— start —

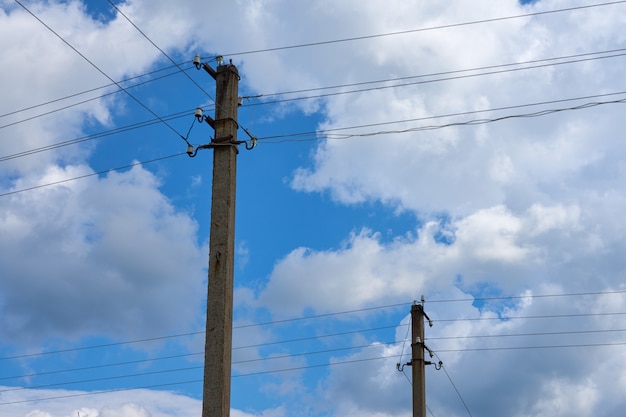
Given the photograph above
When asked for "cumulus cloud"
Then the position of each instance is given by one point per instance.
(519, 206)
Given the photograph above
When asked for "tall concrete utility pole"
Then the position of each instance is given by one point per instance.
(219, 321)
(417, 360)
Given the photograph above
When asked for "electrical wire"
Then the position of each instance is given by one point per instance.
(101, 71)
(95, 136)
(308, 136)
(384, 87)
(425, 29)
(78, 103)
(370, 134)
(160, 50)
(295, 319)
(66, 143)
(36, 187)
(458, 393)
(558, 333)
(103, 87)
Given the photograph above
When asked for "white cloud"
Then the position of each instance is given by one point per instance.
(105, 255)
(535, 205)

— end —
— start —

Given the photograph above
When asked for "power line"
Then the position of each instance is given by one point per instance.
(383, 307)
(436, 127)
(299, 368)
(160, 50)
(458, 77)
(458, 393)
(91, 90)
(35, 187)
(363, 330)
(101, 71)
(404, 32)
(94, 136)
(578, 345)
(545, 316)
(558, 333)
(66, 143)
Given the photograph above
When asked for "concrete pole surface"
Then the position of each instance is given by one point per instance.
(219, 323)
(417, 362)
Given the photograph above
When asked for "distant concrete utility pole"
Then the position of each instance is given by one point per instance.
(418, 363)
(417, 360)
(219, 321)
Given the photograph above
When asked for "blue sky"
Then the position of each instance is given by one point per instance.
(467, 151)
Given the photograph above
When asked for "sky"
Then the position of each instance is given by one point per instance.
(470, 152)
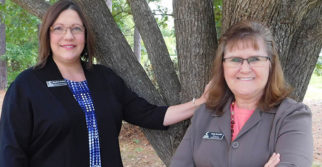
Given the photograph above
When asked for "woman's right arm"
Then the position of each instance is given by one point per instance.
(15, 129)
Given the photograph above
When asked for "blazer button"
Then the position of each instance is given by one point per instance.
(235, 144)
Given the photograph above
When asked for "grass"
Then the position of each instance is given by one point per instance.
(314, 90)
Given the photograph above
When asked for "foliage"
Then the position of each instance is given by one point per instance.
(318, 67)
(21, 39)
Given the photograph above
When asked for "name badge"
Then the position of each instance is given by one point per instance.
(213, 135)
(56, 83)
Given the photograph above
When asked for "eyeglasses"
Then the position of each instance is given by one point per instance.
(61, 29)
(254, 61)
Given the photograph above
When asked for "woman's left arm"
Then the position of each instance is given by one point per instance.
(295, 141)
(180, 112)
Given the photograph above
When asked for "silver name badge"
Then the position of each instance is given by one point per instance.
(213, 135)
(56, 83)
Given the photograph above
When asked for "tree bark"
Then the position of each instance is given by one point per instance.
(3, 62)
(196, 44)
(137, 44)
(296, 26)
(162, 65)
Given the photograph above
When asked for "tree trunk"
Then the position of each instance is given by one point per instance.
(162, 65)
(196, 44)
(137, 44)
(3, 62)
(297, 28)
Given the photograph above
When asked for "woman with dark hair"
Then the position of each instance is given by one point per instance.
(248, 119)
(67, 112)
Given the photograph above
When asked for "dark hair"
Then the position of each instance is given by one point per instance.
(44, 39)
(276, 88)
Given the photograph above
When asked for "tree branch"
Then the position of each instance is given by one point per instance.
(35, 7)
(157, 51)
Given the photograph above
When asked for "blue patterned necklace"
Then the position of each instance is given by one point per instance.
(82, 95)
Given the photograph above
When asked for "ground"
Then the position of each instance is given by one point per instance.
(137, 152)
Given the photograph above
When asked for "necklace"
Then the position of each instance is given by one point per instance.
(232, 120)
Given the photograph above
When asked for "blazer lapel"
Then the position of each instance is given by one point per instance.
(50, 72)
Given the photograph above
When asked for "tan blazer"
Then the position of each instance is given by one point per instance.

— end —
— start —

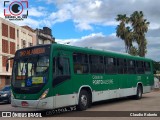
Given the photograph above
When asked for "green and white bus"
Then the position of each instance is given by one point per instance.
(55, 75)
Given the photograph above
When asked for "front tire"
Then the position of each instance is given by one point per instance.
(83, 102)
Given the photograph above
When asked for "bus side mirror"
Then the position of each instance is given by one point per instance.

— end —

How many rows above contain the string "dark" with the same capitalization? Reply with the number alone.

2